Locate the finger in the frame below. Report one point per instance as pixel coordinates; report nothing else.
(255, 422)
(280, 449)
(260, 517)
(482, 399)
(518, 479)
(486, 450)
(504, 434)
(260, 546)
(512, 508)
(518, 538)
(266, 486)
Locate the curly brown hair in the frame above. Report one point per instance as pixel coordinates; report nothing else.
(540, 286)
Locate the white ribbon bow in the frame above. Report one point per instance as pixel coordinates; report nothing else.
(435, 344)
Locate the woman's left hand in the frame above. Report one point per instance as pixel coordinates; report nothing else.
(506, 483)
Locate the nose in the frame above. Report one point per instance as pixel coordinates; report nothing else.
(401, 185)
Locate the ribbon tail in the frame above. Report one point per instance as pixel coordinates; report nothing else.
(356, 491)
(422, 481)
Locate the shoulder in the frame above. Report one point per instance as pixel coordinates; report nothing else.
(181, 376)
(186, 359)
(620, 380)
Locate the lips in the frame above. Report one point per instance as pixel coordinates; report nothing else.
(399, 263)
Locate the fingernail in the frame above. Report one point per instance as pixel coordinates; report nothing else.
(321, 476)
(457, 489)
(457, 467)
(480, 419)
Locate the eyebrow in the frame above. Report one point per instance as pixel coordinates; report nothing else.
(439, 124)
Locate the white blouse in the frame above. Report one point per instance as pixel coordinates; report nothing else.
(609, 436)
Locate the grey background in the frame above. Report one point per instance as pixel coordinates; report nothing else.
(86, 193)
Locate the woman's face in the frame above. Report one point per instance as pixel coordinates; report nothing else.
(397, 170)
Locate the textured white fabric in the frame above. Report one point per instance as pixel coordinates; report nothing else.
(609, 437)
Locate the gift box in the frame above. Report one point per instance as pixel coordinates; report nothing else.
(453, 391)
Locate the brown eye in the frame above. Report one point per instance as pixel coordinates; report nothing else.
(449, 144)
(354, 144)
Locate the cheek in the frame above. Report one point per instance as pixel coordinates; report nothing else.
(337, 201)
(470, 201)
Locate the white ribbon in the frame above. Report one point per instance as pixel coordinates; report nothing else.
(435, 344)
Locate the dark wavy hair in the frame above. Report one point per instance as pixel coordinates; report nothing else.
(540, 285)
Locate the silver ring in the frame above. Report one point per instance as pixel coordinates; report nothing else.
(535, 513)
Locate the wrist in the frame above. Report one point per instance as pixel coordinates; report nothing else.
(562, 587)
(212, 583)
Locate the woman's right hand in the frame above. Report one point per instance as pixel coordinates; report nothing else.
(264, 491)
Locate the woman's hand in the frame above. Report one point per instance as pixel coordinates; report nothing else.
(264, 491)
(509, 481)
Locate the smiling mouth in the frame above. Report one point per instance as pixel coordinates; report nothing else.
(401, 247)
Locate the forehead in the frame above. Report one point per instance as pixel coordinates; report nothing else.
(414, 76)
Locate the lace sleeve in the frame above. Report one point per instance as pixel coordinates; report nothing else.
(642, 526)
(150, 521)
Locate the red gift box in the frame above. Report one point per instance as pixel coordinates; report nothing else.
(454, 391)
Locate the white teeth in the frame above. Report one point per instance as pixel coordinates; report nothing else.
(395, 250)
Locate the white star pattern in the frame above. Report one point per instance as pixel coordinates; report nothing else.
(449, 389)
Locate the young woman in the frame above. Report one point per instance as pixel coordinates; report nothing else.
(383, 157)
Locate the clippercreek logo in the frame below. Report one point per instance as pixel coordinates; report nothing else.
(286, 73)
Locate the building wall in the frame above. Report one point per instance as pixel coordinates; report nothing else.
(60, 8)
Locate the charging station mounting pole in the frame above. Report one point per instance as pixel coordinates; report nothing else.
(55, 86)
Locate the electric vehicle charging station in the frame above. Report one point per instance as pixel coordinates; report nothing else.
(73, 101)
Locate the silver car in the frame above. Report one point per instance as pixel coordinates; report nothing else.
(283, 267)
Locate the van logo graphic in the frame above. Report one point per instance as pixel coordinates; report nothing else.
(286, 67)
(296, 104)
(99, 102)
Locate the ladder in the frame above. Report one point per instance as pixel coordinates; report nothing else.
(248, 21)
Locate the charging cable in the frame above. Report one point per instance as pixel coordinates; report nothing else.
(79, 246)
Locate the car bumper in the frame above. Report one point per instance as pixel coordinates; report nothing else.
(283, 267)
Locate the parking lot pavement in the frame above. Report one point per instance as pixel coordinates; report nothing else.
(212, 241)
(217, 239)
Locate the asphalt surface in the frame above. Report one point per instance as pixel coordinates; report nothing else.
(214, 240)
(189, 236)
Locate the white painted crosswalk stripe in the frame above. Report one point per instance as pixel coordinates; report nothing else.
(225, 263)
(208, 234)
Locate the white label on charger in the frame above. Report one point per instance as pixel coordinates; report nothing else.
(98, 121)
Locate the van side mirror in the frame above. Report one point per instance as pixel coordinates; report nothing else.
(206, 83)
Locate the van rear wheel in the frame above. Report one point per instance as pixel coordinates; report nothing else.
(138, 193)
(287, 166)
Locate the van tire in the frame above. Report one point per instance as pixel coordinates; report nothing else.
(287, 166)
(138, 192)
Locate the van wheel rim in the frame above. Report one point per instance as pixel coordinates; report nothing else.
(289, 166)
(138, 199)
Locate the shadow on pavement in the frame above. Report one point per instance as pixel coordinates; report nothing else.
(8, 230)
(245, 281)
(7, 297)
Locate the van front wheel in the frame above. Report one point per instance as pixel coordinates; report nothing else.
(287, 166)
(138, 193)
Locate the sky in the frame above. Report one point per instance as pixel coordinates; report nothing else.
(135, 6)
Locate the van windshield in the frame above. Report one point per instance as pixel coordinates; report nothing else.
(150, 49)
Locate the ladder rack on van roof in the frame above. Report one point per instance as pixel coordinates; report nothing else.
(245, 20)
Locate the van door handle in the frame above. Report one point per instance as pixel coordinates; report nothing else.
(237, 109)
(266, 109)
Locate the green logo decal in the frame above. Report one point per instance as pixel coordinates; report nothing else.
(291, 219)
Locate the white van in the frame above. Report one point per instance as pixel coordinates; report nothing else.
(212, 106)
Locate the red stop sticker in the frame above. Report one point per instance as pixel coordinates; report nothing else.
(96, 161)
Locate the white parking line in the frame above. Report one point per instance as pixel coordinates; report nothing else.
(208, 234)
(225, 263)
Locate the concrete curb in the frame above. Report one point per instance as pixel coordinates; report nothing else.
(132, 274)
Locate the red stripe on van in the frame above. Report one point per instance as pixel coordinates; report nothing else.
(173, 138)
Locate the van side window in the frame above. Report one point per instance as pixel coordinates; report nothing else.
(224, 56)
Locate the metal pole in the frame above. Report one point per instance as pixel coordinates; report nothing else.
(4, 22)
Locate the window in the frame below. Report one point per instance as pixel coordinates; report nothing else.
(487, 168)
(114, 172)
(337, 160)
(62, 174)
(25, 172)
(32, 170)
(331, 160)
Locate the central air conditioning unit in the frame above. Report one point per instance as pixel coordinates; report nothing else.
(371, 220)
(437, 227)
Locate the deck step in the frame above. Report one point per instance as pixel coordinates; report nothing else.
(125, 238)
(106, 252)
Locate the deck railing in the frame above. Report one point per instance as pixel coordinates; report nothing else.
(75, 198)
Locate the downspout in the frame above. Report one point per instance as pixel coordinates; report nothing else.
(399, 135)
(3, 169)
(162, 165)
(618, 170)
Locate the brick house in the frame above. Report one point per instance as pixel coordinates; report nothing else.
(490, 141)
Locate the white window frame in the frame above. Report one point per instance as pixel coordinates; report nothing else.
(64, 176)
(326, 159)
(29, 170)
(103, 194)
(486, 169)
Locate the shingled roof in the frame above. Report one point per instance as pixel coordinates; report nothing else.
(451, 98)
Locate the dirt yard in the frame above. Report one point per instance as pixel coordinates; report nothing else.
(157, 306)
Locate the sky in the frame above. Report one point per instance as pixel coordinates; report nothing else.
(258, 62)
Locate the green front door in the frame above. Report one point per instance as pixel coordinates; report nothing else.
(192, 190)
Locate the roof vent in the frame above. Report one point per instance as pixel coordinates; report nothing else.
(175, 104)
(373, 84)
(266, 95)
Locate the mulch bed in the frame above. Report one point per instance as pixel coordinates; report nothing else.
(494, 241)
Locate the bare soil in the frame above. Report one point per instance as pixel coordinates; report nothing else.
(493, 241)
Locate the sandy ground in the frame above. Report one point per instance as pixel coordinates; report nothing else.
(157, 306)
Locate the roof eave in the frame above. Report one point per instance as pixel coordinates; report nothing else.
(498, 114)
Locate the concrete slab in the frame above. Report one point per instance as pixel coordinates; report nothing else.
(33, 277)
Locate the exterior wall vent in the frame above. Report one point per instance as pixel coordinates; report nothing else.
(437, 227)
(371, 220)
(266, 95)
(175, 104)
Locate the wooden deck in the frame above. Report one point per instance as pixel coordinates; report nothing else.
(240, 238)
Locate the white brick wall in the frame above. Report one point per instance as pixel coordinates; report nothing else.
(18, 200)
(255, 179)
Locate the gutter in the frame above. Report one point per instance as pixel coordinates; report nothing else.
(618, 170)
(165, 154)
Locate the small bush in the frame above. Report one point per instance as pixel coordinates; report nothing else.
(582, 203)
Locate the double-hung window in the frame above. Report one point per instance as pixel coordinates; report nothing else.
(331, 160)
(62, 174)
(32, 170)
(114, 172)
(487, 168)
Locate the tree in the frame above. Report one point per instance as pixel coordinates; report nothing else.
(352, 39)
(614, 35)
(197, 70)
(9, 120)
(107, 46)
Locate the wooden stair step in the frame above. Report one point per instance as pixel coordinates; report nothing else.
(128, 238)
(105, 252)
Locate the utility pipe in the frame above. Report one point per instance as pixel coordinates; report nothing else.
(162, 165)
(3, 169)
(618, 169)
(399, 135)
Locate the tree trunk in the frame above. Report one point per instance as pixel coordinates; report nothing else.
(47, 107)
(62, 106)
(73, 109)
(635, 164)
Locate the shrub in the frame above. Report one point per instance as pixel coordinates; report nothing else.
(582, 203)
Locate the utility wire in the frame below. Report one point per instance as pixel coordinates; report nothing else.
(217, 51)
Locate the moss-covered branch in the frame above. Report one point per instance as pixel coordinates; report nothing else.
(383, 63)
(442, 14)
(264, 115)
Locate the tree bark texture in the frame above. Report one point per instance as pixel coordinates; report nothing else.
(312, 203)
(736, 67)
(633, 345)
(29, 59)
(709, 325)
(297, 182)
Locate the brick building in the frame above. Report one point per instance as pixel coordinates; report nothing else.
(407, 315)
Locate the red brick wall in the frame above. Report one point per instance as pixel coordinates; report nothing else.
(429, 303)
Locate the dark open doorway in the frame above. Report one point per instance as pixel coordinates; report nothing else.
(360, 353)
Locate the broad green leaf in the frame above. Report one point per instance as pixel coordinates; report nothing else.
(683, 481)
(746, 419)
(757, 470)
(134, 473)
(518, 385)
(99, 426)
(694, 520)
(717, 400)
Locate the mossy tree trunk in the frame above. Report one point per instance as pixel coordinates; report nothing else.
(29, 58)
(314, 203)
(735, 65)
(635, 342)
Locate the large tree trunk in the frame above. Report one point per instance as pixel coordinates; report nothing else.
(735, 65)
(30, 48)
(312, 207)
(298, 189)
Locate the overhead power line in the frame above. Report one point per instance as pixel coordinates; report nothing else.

__Your goal__: Please write out, exactly as they appear, only the lines from the one holding "Locate the broad" through the end of the data.

__Answer section__:
Locate the broad green leaf in the frame above. Report one point per instance as pixel coordinates; report nothing else.
(683, 481)
(746, 419)
(757, 470)
(134, 473)
(518, 385)
(99, 426)
(694, 520)
(717, 400)
Locate the mossy tree trunk in the frame above. Report one point per instance as pixel coordinates; report nothing else.
(29, 58)
(314, 203)
(735, 65)
(635, 342)
Locate the large tree trunk in the frame above. Report one point per instance as pixel coordinates; report nothing else.
(735, 65)
(30, 48)
(312, 207)
(298, 189)
Locate the overhead power line in the frame above. Report one point per instance as pixel coordinates; report nothing else.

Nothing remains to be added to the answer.